* Task prompt:
Return the following from the records below: each line, word for word, starting with the line that contains "Objective — set a marker on each instance of the boxwood" and going on through the line that contains "Objective — set a marker on each instance of the black", with nothing outside that range.

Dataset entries

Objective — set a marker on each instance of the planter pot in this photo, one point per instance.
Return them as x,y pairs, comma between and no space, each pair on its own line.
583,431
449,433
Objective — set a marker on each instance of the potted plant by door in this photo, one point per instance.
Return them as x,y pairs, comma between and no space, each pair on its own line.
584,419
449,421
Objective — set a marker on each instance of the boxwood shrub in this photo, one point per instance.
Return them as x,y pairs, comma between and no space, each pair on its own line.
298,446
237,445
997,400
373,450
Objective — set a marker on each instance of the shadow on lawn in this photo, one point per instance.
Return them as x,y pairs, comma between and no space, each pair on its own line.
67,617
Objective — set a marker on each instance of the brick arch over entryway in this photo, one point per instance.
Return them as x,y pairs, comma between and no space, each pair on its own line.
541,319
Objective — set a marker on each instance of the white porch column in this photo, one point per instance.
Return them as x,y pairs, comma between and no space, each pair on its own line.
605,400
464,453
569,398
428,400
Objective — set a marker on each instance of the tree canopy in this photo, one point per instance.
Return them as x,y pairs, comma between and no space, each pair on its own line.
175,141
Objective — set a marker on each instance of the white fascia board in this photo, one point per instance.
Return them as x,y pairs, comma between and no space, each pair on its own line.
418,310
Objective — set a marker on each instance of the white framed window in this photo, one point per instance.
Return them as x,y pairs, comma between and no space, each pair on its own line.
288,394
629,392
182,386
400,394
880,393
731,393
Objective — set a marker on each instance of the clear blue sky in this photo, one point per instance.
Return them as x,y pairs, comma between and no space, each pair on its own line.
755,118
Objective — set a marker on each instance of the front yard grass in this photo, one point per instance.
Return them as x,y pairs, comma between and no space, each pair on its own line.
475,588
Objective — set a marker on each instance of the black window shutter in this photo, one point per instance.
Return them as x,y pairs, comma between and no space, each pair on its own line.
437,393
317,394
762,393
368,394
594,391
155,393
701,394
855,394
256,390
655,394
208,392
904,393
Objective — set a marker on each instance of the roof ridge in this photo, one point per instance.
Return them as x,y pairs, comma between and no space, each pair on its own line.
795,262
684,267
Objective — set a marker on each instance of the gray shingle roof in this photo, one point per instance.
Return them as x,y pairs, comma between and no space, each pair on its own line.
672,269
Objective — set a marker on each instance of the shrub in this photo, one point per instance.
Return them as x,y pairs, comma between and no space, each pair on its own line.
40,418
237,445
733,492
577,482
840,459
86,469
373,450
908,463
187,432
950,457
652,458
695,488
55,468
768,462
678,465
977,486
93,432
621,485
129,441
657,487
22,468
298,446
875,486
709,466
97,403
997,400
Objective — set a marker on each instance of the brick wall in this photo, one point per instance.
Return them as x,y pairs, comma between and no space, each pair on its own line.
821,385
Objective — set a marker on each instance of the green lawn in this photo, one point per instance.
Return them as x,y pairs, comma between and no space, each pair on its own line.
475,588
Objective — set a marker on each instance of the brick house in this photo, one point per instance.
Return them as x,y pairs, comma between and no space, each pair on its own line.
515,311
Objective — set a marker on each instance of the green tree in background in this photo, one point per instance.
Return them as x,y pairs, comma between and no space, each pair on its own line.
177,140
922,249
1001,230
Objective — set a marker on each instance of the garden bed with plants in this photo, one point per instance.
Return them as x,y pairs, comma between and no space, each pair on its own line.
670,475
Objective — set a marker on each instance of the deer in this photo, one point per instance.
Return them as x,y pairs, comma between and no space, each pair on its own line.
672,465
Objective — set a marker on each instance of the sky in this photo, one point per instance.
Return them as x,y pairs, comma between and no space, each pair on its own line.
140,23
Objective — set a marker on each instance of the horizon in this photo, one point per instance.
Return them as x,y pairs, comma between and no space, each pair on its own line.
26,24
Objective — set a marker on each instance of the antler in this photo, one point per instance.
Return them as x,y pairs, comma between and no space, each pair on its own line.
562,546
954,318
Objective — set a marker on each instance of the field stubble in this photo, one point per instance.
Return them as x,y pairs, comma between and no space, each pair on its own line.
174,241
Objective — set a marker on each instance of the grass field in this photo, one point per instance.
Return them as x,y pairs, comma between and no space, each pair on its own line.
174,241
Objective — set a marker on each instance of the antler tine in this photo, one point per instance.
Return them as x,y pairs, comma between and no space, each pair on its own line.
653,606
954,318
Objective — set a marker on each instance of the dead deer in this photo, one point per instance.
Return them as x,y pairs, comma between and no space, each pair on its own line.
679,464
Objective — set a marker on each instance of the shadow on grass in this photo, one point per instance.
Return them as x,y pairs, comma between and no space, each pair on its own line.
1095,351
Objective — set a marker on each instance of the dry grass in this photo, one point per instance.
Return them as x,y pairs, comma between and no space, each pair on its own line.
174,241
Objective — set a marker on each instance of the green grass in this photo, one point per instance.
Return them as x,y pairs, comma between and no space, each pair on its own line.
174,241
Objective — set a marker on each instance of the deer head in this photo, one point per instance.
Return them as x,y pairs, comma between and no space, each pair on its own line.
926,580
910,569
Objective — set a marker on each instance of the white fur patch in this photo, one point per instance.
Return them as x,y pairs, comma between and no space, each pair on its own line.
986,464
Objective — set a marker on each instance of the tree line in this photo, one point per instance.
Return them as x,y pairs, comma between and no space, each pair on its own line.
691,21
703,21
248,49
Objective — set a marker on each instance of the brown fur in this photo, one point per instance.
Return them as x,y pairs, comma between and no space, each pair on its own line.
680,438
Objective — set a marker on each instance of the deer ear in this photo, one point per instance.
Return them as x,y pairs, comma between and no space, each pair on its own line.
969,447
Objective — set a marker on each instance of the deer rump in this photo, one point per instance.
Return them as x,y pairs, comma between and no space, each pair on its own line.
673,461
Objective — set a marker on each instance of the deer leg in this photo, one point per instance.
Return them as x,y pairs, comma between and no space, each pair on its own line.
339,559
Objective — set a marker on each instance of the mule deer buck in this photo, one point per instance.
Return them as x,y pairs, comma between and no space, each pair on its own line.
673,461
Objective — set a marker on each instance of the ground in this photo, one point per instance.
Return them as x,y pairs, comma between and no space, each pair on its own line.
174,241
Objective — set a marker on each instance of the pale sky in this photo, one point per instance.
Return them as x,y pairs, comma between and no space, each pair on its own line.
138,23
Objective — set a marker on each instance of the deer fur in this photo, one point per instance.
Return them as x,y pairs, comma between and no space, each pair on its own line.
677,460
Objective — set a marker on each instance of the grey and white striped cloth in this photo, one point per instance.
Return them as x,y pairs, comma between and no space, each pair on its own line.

* Your response:
Objective — set a marker on each instance of the boxwood shrub in this photo, one point per instance.
Return them as x,y pairs, comma between and no space, each pair on its own line.
298,446
237,445
997,400
373,450
Objective — set a marker on each instance of the shadow on lawn in this photo, one point per instance.
Return them as x,y pairs, comma between and no space, each pair on its own line.
67,617
Objective — set a marker on each instance of the brick arch over entryway in this photo, one point per instance.
Return them as x,y pairs, comma between and no space, each pair on its own line.
541,319
Objective — set a marker on each instance of the white porch column in this photo, one point per instance.
Return them as x,y pairs, comma between and no space, each pair on its own line.
605,400
464,453
569,398
428,400
Objective — set a marker on each instance of the tree canopy in this photo, one point per instance.
Return them as x,y pairs, comma between and no space, each pair on its own line.
175,141
Objective — set a marker on each instance of the white fascia board in this photo, one point per instance.
Return them as x,y pairs, comma between and no space, each pair on its own line.
418,310
Objective — set a marker on each instance of the white framed window in this photo, one point per instance.
Return them as x,y pairs, comma between and no space, each pair on its own line.
288,394
629,392
182,386
400,394
880,393
731,393
Objective — set a marker on each instance of the clear blue sky in this photo, one point per instance.
Return them as x,y pairs, comma between and no space, each pair on its own line.
755,118
Objective — set a marker on each instance of the front yard grass in this photo, one point per instance.
Return them as x,y pairs, comma between and no space, each pair on its own line.
475,588
Objective — set a marker on each instance of the black window shutter in this photo, one point per instance.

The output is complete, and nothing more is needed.